• Exercise:
Copy the rows below word for word, from the line with "Every instance of the mossy" up to and including the line with "x=264 y=162".

• Data for this exercise:
····················

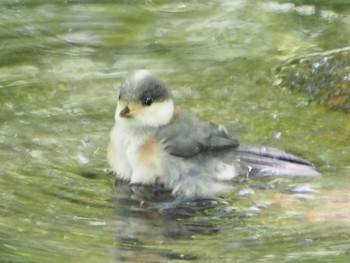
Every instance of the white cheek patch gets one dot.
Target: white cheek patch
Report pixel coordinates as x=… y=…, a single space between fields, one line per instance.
x=158 y=114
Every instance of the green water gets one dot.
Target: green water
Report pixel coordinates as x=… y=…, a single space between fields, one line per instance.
x=61 y=63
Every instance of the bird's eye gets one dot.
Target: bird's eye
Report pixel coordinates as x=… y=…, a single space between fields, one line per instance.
x=148 y=101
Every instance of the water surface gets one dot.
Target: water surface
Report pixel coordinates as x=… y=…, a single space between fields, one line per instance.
x=61 y=63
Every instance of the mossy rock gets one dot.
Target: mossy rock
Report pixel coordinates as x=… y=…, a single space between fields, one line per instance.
x=325 y=76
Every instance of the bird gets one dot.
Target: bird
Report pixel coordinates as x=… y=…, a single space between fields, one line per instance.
x=156 y=143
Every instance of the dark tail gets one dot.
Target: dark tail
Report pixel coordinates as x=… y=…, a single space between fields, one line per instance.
x=264 y=162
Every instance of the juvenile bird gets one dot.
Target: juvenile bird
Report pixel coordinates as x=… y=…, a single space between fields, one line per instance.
x=154 y=142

····················

• Output:
Every instance of the mossy rock gets one dot.
Target: mossy rock
Report pixel coordinates as x=… y=…, a single space between fields, one line per instance.
x=325 y=76
Every instance of the bird gets one dot.
Target: bird
Report pixel coordinates as x=… y=…, a single space between fields, one line per instance.
x=156 y=143
Every instance of the dark tail gets one dot.
Target: dark tail
Report pixel coordinates as x=… y=…, a single space between fields, one line per instance.
x=264 y=162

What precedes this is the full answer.